## WHAT YOU HAVE TO DO
Could you set down exactly the lines of the data below, starting at the one that holds "Target: wooden cutting board" and ending at the one that holds "Target: man's shorts", both included, and only those?
========================================
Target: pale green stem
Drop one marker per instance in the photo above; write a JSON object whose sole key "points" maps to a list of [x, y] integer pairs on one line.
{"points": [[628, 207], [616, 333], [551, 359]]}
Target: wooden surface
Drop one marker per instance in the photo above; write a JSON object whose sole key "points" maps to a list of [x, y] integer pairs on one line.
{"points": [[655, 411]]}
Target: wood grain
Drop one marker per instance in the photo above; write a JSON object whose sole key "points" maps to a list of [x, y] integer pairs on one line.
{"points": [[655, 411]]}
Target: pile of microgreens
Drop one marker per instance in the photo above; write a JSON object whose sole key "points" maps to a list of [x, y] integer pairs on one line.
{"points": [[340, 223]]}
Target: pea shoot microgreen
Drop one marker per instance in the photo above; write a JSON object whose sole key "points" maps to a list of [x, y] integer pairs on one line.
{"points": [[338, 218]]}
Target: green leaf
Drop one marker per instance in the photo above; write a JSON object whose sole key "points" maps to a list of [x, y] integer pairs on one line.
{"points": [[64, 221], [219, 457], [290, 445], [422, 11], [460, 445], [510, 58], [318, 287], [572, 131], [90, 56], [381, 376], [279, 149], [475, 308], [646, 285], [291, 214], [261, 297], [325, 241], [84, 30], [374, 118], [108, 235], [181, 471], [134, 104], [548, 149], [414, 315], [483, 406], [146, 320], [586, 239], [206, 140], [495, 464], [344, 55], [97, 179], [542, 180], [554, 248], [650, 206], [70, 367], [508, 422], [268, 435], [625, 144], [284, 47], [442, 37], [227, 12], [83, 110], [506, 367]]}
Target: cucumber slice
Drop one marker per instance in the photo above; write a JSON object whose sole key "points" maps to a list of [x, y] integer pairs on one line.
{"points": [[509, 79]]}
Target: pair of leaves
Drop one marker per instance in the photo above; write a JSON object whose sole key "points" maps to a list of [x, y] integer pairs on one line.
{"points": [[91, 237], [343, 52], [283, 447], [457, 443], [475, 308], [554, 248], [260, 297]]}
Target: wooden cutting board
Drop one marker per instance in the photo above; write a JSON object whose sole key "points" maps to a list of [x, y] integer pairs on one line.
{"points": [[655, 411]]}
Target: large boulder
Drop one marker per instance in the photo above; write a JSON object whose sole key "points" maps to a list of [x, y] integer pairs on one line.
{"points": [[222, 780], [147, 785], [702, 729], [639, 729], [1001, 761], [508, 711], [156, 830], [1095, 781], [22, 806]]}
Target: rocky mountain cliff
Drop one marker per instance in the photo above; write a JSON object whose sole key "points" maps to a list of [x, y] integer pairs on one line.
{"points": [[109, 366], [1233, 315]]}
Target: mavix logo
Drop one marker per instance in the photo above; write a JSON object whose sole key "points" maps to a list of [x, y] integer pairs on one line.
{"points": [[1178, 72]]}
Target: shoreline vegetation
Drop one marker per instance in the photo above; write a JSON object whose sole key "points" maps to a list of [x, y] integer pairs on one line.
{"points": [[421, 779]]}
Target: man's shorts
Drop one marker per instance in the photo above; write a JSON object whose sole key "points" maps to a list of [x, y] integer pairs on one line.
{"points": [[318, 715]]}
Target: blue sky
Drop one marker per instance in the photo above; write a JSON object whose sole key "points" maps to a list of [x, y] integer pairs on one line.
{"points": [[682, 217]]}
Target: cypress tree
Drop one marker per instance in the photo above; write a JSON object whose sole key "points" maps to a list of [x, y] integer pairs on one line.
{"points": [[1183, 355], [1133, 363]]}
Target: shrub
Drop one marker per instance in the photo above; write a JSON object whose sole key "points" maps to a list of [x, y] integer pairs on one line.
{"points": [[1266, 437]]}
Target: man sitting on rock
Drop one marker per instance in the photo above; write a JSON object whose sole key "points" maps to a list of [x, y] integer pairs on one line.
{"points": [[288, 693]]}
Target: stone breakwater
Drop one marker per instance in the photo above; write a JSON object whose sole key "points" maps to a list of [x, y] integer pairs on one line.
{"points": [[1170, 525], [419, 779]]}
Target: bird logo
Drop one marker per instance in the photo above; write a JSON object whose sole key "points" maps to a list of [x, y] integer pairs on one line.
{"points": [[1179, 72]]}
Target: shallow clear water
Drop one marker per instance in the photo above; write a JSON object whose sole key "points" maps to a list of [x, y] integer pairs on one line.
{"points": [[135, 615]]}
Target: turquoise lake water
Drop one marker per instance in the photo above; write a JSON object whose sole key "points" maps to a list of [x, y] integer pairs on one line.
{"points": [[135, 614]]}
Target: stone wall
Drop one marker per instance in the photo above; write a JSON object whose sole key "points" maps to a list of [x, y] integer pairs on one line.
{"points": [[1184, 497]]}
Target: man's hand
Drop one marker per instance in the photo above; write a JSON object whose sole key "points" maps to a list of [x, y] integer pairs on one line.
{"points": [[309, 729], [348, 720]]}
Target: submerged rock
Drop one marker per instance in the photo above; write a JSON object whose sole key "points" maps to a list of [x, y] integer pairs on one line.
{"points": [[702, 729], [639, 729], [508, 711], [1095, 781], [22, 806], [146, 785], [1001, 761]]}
========================================
## ANSWER AREA
Target: wooden cutting board
Drop one marker per instance in the photo above; write a JSON object whose sole key "points" maps to a list of [x, y] integer pairs on one line.
{"points": [[655, 411]]}
Target: large boulder
Drop one marker per instance in the photo above; write a JSON object whose sole key "points" maps to a list of [x, y] integer pairs on one line.
{"points": [[222, 780], [147, 785], [702, 729], [639, 729], [1001, 761], [508, 711], [156, 830], [1095, 781], [22, 806]]}
Target: rocky mountain cliff
Drop one marker per instance in the photo above; write a JSON object whose sole key "points" maps to a list of [x, y] integer pairs on one line.
{"points": [[109, 366], [1233, 315]]}
Target: mavix logo
Drop one marker per instance in the photo above; write a JSON object whose sole key "points" maps to a list of [x, y] integer pairs on one line.
{"points": [[1178, 72]]}
Target: shoreline vegetation
Drop one marker per instance in the photo above; write a JSON object whose sole key "points" maps to a list of [x, y] integer pairs on one line.
{"points": [[421, 779]]}
Target: man's shorts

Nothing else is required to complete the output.